_MATERIALS PROVIDED:_
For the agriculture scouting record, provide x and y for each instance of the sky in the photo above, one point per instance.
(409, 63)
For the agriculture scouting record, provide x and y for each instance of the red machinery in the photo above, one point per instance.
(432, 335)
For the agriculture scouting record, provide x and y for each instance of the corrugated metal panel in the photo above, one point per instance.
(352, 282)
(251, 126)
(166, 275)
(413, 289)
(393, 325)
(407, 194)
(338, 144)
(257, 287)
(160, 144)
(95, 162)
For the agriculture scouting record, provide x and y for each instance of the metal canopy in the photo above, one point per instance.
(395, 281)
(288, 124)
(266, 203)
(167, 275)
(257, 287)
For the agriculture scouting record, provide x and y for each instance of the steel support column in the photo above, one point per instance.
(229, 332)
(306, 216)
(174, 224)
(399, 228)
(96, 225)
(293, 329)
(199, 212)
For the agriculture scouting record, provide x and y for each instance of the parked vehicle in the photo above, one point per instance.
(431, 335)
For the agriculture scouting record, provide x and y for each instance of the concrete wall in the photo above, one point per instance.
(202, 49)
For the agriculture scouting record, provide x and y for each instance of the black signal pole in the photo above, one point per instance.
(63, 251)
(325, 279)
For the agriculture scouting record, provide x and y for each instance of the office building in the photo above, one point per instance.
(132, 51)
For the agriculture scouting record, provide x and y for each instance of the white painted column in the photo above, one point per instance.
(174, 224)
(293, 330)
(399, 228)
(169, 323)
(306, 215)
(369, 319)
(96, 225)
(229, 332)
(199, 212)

_WHAT YOU HAVE TO DO:_ Please copy out the records above with "agriculture scouting" swapped for "site survey" everywhere it occurs, changing nothing else.

_WRITTEN RESPONSE:_
For the site survey record, provide x and y for each instance of the sky in the photo above, one point per instance.
(409, 63)
For the site survey record, provide x and y for each instance of the red machinery in the photo above, one point per instance.
(432, 335)
For the site survey record, provide x and y for each instance of the corrugated metal panel in the photo above, one point per instance.
(352, 282)
(251, 126)
(166, 275)
(413, 289)
(393, 325)
(407, 194)
(338, 144)
(257, 287)
(160, 144)
(95, 162)
For the site survey record, provide x and y for each instance of the metal canopy in the photo above, one point per instance.
(395, 281)
(288, 124)
(266, 203)
(167, 275)
(257, 287)
For the site survey record, provide x and y for each instance of the steel support column in the photo above, one point per instance.
(229, 332)
(306, 216)
(174, 224)
(399, 228)
(96, 225)
(293, 329)
(199, 212)
For the site survey record, provide x and y for each instance of the parked vehicle in the photo above, one point per instance.
(431, 335)
For the site survey record, provide x and y for each instance of the concrete wall in the photo above, one point per instance.
(202, 49)
For the site survey record, provide x and y for each instance of the black signal pole in the photo above, one point per instance.
(63, 251)
(325, 279)
For the site survey record, provide x and y for each instance of the office building in the photo above, one point per instance.
(132, 51)
For the site survey record, provide x and y for each instance of the white painted column in the photo above, one point per instance.
(174, 224)
(293, 330)
(399, 228)
(169, 323)
(306, 215)
(369, 319)
(96, 225)
(229, 332)
(199, 212)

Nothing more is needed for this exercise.